Task statement:
Offset every bounding-box coordinate by 143 in the entries from the start up to and including the line with "[391,44,640,273]". Copy those lines out again with the request lines unchanged.

━━━━

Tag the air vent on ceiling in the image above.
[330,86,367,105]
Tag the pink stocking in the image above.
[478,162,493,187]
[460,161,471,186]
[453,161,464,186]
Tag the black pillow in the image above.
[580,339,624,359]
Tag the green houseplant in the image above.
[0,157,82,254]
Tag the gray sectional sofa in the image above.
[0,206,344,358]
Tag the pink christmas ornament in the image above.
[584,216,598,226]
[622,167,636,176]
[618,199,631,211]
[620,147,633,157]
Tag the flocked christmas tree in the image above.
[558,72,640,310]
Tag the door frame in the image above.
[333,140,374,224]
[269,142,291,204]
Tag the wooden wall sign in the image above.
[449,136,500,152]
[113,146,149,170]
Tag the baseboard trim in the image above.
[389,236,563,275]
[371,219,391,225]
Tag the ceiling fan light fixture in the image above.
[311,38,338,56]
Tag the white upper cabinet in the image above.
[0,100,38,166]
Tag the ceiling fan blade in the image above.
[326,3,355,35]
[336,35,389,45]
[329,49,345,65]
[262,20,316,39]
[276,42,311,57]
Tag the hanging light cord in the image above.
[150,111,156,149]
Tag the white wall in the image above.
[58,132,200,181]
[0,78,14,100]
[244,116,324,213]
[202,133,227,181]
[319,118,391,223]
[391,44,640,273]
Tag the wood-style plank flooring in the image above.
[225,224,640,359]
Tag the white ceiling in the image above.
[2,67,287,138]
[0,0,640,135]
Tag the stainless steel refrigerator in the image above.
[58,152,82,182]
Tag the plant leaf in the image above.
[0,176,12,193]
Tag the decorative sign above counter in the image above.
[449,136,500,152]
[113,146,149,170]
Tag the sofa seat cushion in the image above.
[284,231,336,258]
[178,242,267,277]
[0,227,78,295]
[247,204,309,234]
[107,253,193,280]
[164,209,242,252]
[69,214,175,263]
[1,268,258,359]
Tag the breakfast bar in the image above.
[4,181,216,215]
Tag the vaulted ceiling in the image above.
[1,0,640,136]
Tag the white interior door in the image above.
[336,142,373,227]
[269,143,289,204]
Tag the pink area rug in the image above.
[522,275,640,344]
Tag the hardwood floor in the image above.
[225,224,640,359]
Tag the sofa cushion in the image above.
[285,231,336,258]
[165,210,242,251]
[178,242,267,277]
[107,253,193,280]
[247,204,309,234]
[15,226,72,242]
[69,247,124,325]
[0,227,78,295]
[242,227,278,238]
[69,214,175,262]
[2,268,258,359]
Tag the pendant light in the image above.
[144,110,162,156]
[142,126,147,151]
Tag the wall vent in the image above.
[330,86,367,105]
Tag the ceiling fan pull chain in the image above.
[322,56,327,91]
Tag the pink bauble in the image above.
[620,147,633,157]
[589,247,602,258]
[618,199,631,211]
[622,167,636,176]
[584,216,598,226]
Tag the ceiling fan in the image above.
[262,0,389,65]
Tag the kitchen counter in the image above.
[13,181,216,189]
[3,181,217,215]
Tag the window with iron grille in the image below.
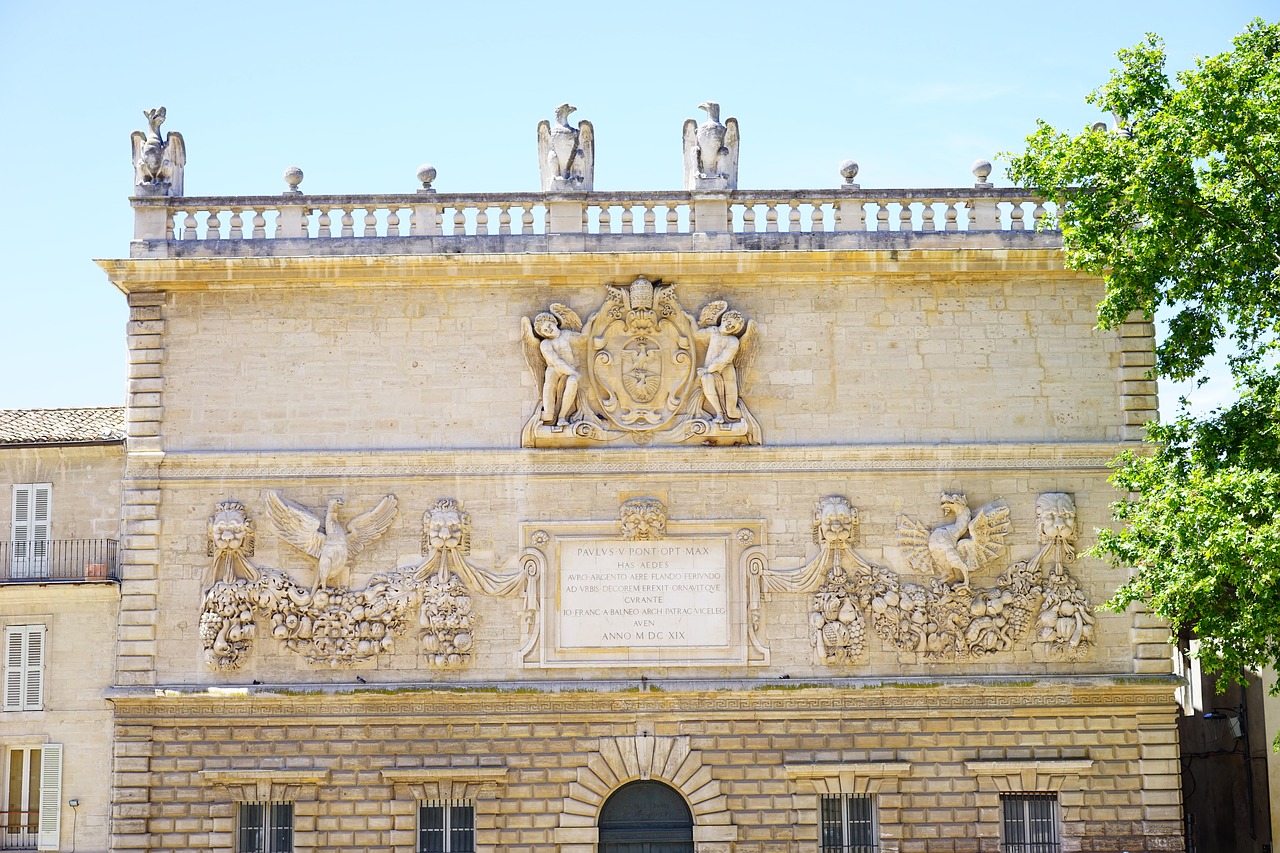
[417,799,476,853]
[819,794,879,853]
[1000,794,1062,853]
[236,803,293,853]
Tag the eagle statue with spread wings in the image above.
[685,101,739,190]
[265,492,396,593]
[897,494,1011,585]
[131,106,187,196]
[538,104,595,192]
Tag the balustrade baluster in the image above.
[872,201,888,231]
[1032,201,1048,225]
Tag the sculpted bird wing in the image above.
[538,119,556,192]
[719,118,737,179]
[698,300,728,329]
[129,131,147,186]
[347,494,396,557]
[577,122,595,181]
[266,492,324,560]
[957,503,1012,566]
[685,119,698,190]
[520,316,547,383]
[164,131,187,196]
[550,302,582,332]
[897,515,933,573]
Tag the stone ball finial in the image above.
[973,160,991,190]
[417,163,435,192]
[840,160,858,190]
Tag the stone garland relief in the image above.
[521,277,760,447]
[758,492,1094,665]
[200,492,538,670]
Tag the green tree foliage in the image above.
[1010,19,1280,689]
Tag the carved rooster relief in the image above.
[897,494,1010,585]
[266,492,396,593]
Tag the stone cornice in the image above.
[106,675,1180,720]
[96,242,1092,293]
[131,442,1134,483]
[379,767,507,785]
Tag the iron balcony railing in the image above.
[0,811,40,850]
[0,539,120,583]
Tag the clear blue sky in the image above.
[0,0,1264,409]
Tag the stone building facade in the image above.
[74,105,1183,853]
[0,407,124,850]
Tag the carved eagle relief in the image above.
[265,492,396,592]
[897,494,1011,585]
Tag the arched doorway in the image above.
[600,781,694,853]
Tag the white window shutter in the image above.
[4,625,27,711]
[31,483,54,560]
[38,743,63,850]
[22,625,45,711]
[13,483,31,557]
[4,625,45,711]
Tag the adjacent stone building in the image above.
[7,102,1198,853]
[0,407,124,850]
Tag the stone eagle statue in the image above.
[132,106,187,196]
[538,104,595,192]
[265,492,396,592]
[685,101,739,190]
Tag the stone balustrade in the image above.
[132,187,1053,257]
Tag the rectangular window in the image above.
[236,803,293,853]
[0,743,63,850]
[9,483,54,578]
[819,794,879,853]
[1000,794,1061,853]
[417,799,476,853]
[4,625,45,711]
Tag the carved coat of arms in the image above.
[521,278,760,447]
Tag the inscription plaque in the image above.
[557,538,731,649]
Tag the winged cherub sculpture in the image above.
[685,101,739,190]
[520,302,584,428]
[538,104,595,192]
[131,106,187,196]
[694,300,753,424]
[266,492,396,592]
[897,494,1010,585]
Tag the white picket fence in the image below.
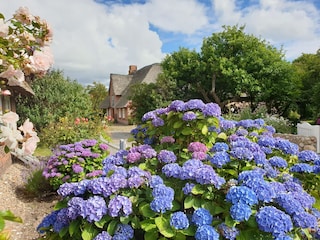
[297,122,320,153]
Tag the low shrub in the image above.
[38,100,320,240]
[43,139,109,189]
[40,117,108,148]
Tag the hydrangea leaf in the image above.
[141,219,157,232]
[184,196,194,209]
[144,230,159,240]
[154,217,175,238]
[139,203,156,218]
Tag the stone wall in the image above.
[274,133,317,152]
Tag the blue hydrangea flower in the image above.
[256,206,293,237]
[230,202,251,222]
[298,150,319,162]
[149,175,163,188]
[185,99,205,111]
[66,197,86,220]
[182,183,195,195]
[157,150,177,163]
[152,184,174,200]
[210,142,229,152]
[170,212,189,230]
[293,211,318,229]
[182,112,197,121]
[230,147,253,161]
[93,231,112,240]
[151,117,164,127]
[226,186,258,206]
[275,193,304,215]
[289,163,314,173]
[194,225,219,240]
[162,163,182,178]
[275,138,299,155]
[112,224,134,240]
[202,103,221,117]
[168,100,186,112]
[37,210,59,233]
[269,156,288,168]
[210,151,230,168]
[80,196,107,222]
[217,223,239,240]
[192,208,213,227]
[108,195,132,217]
[150,197,173,213]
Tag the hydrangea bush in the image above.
[42,139,109,189]
[38,99,320,240]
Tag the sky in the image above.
[0,0,320,87]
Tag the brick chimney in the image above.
[129,65,137,75]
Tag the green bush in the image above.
[38,100,320,240]
[39,117,108,148]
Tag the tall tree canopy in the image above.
[162,26,296,113]
[293,49,320,118]
[16,70,93,131]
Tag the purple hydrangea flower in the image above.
[202,103,221,117]
[112,224,134,240]
[210,151,230,168]
[256,206,293,237]
[80,196,107,222]
[150,197,173,213]
[93,231,112,240]
[182,112,197,121]
[217,223,239,240]
[191,208,213,227]
[298,150,319,162]
[226,186,258,206]
[188,142,208,153]
[230,202,251,222]
[182,183,195,195]
[210,142,229,152]
[194,225,219,240]
[170,212,189,230]
[108,195,132,217]
[158,150,177,163]
[160,136,176,143]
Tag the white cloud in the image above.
[0,0,320,84]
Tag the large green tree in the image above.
[129,74,177,124]
[16,70,93,131]
[162,26,296,113]
[292,49,320,118]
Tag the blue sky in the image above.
[0,0,320,85]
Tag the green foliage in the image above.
[40,100,320,240]
[40,117,108,148]
[292,50,320,119]
[129,74,177,124]
[17,70,93,131]
[43,139,109,190]
[162,26,298,114]
[23,161,53,197]
[0,210,22,240]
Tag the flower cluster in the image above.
[0,7,53,84]
[40,100,320,240]
[43,139,109,189]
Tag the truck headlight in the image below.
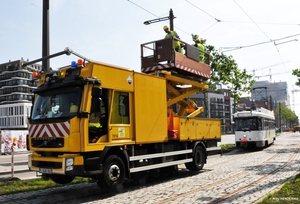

━━━━

Output:
Tag the air vent on ceiling in the image above.
[473,229,510,248]
Tag the pink stocking in the image above.
[621,305,636,330]
[603,304,614,329]
[596,304,607,329]
Tag the black pillow in the image above.
[723,482,767,502]
Tag the green houseplant in the image above.
[143,300,225,397]
Tag the gray sectional sofa in the image above.
[143,349,487,501]
Tag the pink christmas ornament in the image above.
[727,359,741,369]
[765,310,779,319]
[761,342,774,354]
[763,290,776,300]
Tag the flocked christmas tree in the image above.
[701,215,783,453]
Tag the door frame in the image above.
[476,283,517,367]
[412,285,434,347]
Tag the wooden wall sign in the image above.
[592,279,643,295]
[256,289,292,313]
Tag the baseboard trim in the image above.
[532,379,706,418]
[514,362,534,368]
Tag the ceiling fan light fixture in the image above.
[454,181,481,199]
Tag the white upper cabinet in the image above.
[143,243,181,309]
Tag the ceiling fan blade in the image above.
[469,146,498,178]
[479,178,532,188]
[472,192,488,208]
[405,163,459,182]
[419,185,454,200]
Tag the hanging light cord in the image above.
[293,254,299,292]
Tag the white wall in the image above.
[201,275,343,324]
[143,221,157,243]
[387,259,467,356]
[345,276,370,324]
[462,261,534,366]
[534,187,783,416]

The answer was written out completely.